REQUIREMENT
Copy the records from the line containing "job: outline every instance of the tree" through the end of the records, swapping "pixel coordinates" for "image coordinates" and keeping everything else the same. Leave out the pictures.

(Shape boundary entries)
————
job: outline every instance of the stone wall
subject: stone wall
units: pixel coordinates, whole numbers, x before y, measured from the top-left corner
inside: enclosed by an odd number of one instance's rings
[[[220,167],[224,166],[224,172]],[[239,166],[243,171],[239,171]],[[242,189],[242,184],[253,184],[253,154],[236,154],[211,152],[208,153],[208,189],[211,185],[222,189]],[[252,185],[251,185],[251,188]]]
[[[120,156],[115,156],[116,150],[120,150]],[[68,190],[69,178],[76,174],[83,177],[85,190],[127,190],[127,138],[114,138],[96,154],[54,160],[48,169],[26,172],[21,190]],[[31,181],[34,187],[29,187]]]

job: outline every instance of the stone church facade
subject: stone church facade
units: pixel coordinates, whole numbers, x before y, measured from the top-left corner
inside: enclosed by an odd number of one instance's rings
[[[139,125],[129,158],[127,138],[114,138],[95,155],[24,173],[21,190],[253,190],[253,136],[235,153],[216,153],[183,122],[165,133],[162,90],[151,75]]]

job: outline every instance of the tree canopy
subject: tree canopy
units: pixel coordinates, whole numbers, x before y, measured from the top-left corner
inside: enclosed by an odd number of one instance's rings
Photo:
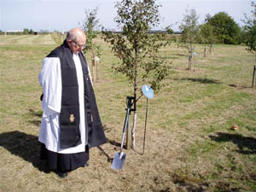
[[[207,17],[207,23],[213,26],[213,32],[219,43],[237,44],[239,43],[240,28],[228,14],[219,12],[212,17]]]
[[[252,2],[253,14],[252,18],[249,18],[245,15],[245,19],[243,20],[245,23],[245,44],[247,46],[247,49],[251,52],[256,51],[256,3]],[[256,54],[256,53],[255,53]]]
————
CORRECT ANSWER
job: outline every instance of the tree canopy
subject: tree canopy
units: image coordinates, whole numbers, x before y, measured from the top-left corner
inside: enclosed by an odd number of one instance's rings
Photo:
[[[207,17],[207,23],[213,26],[213,32],[219,43],[237,44],[239,43],[240,28],[228,14],[219,12],[212,17]]]
[[[252,2],[253,14],[252,18],[249,18],[245,15],[245,19],[243,20],[245,23],[245,44],[247,46],[247,49],[251,52],[256,51],[256,3]],[[256,54],[256,53],[255,53]]]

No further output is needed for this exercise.